→ **What you are asked to do**
In exact form, set down only those lines of the material that run from its first line to the line with "Query: grassy slope", inclusive.

→ **Dataset records**
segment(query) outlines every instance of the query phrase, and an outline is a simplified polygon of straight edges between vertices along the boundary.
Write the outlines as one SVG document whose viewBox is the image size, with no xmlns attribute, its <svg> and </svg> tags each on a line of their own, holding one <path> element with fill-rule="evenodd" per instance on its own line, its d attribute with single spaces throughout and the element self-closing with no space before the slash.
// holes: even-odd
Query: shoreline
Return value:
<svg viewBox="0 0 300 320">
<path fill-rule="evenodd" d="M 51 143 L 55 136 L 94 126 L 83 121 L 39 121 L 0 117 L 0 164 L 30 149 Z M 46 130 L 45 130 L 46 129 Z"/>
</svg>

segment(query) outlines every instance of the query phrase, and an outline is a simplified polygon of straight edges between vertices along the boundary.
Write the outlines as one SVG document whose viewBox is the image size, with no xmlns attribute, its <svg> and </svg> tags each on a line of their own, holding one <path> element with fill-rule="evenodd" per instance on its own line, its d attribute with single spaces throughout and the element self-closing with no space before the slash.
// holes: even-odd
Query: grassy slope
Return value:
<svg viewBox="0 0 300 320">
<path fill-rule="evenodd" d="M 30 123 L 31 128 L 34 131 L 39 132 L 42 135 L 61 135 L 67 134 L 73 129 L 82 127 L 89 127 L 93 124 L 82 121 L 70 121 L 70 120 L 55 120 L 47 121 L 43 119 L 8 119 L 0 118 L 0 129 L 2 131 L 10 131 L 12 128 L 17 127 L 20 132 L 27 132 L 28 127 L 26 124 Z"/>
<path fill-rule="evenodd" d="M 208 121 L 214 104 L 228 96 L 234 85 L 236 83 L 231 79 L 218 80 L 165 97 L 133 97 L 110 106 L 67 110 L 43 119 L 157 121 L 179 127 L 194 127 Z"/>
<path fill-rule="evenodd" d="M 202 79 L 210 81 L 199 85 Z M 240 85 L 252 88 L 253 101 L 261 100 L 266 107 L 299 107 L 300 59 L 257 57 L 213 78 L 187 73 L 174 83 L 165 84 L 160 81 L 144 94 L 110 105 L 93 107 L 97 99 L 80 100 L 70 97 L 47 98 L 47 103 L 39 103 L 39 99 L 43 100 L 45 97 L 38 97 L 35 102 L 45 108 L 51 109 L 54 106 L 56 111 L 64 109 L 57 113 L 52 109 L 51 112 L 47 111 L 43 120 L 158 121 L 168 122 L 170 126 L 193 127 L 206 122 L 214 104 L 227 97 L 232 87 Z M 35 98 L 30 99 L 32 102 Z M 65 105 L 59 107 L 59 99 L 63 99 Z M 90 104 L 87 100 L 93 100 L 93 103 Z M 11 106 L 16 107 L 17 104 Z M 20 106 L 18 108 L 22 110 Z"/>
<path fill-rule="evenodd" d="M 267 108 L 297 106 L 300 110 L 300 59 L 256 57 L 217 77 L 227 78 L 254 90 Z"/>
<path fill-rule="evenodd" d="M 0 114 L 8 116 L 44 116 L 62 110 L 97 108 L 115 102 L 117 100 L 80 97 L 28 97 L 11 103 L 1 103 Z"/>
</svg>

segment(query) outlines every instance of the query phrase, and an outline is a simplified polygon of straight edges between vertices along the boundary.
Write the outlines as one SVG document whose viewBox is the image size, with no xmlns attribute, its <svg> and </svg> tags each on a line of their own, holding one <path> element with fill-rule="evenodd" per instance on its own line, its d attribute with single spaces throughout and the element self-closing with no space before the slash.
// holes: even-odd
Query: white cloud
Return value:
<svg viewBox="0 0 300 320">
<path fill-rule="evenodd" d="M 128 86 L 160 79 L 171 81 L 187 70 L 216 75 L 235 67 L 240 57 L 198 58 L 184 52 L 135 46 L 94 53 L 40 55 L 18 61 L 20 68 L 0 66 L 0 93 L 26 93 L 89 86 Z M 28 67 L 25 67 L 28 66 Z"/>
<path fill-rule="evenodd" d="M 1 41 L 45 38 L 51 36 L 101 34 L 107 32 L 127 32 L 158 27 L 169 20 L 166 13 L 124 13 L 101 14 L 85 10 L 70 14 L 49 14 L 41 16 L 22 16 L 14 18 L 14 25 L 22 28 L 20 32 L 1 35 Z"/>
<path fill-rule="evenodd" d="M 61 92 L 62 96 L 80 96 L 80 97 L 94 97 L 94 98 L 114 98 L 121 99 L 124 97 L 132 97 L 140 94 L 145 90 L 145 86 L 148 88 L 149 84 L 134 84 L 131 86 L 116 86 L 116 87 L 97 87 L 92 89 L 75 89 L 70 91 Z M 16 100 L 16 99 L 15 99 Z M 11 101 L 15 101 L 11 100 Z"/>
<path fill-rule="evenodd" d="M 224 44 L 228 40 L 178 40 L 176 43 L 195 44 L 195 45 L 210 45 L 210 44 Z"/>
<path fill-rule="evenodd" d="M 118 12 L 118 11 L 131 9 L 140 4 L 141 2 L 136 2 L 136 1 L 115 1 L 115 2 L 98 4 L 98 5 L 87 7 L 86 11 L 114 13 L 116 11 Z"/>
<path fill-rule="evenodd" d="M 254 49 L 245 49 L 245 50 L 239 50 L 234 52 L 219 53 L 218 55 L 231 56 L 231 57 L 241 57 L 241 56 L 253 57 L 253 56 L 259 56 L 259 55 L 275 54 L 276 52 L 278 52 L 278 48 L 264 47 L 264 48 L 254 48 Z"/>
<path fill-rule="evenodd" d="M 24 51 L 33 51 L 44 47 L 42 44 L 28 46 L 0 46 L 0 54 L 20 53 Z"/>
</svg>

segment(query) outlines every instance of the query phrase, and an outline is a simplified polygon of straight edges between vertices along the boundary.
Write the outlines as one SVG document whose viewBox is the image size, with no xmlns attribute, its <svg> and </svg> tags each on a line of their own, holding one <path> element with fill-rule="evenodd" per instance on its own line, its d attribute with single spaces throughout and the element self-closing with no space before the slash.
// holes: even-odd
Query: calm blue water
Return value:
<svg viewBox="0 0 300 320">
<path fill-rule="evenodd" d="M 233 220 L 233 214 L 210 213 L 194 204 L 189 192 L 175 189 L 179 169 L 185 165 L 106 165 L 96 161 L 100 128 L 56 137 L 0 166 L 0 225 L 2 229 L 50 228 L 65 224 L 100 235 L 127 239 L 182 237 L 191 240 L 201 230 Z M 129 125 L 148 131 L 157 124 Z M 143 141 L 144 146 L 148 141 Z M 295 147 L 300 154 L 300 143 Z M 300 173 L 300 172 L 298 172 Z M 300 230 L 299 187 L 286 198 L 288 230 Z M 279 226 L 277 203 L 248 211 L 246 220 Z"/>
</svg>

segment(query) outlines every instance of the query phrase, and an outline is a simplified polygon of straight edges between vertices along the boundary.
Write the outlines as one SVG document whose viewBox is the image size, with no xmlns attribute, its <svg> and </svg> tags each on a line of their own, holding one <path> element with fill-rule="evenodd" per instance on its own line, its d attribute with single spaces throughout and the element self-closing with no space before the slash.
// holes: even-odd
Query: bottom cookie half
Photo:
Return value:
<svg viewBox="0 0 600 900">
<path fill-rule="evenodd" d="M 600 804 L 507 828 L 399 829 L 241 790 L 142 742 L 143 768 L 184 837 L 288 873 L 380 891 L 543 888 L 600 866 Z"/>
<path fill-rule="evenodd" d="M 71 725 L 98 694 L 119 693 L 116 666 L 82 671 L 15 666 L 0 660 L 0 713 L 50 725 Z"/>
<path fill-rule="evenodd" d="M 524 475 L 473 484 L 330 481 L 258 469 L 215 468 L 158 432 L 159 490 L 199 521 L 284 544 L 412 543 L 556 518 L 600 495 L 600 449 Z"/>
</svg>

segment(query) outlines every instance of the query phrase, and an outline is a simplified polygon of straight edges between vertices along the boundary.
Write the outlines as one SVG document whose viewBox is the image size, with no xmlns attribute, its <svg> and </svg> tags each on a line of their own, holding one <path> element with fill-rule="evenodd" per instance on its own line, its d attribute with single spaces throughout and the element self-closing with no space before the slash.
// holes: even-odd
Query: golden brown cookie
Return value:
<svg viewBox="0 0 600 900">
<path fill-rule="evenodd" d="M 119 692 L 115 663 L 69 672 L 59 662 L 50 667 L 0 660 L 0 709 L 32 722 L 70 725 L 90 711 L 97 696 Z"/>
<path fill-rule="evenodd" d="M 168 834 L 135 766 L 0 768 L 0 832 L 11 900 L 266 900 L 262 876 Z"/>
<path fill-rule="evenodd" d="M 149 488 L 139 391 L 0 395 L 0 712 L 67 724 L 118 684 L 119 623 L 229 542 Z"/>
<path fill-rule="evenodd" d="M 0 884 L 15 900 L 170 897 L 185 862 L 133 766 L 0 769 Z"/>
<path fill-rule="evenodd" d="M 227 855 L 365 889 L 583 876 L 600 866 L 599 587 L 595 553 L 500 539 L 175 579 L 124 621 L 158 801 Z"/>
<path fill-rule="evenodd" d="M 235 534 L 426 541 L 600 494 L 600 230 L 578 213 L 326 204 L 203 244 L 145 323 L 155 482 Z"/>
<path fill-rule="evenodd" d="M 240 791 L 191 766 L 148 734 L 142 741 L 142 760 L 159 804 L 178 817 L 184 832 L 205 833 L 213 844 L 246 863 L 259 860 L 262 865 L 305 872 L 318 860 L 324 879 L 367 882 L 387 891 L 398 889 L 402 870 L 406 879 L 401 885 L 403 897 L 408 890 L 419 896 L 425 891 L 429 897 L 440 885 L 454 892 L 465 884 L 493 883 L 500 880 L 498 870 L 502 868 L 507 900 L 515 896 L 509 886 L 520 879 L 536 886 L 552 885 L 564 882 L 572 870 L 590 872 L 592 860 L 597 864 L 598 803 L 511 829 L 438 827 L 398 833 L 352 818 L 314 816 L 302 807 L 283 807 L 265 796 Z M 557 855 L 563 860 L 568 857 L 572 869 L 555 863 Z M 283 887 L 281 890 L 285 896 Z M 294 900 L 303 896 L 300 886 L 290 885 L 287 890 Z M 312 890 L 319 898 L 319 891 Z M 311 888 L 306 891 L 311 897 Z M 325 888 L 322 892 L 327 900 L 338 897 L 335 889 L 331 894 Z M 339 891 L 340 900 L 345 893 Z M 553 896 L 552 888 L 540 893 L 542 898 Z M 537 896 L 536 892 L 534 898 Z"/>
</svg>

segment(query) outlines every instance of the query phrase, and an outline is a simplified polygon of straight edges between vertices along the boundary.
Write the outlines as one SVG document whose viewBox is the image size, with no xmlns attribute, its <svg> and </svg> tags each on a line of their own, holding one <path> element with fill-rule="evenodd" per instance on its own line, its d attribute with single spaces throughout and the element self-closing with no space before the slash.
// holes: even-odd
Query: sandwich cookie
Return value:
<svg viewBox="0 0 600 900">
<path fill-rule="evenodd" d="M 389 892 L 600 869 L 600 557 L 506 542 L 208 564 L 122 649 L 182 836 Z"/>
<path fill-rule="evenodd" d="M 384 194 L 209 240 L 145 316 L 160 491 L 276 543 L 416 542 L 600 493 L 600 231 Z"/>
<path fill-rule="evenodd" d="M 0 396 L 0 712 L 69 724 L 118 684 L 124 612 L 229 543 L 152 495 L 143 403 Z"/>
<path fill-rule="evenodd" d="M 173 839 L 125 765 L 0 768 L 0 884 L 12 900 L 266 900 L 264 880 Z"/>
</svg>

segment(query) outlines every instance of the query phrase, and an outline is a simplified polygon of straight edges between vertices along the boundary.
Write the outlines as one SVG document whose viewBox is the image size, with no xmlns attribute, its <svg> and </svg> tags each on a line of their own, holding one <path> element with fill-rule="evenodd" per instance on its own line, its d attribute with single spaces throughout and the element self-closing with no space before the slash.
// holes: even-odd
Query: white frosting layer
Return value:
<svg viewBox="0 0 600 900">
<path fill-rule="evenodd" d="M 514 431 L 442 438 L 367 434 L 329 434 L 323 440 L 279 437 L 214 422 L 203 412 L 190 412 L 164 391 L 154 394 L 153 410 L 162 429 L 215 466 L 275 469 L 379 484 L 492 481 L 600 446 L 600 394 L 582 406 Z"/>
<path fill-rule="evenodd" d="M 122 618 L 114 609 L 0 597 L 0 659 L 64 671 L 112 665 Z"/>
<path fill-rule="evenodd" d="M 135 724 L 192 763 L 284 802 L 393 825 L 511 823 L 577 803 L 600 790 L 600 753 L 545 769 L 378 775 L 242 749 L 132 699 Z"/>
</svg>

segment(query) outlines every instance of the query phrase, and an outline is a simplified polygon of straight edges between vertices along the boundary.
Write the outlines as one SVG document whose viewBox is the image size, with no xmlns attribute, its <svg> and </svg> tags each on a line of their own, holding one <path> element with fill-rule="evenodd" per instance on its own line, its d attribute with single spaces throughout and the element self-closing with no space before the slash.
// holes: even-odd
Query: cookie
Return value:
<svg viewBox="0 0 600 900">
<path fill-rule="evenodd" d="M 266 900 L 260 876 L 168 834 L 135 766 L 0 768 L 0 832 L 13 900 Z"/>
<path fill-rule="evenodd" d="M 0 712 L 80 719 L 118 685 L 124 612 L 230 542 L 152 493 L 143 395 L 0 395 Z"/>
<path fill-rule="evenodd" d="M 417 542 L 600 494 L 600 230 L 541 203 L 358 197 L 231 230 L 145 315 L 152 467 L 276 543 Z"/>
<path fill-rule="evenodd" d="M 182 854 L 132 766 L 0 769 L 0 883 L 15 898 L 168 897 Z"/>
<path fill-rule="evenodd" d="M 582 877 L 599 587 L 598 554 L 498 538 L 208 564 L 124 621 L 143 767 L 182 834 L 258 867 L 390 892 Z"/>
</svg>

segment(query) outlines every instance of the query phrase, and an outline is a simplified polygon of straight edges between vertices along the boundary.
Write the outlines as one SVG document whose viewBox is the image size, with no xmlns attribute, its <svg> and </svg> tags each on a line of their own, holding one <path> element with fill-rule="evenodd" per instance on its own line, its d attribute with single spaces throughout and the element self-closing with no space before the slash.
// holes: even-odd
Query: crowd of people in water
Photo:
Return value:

→ **Written reply**
segment(query) outlines every instance of the query phrase, and an outline is a simplified polygon of straight edges between vertices along the boundary.
Write the outlines as one SVG document whose viewBox is the image size, with no xmlns attribute, its <svg> and </svg> tags each on a line of their own, holding one <path> element with fill-rule="evenodd" per instance on its own line, its d attribute with single spaces throughout and the element self-closing with no space before the slash.
// holes: even-odd
Query: shoreline
Return value:
<svg viewBox="0 0 300 320">
<path fill-rule="evenodd" d="M 51 143 L 55 136 L 94 126 L 83 121 L 39 121 L 0 117 L 0 164 L 30 149 Z M 46 130 L 45 130 L 46 129 Z"/>
</svg>

segment(query) outlines every instance of the query phrase, and an outline is a simplified polygon of straight edges between vertices along the boundary.
Write the outlines as one SVG document whose viewBox is the image size, with no xmlns attribute, its <svg> and </svg> tags each on a line of their own, holding one <path> element with fill-rule="evenodd" per instance on its own line, its d attribute with single spaces throughout and the element self-closing with no space before the slash.
// holes: even-odd
Query: grassy slope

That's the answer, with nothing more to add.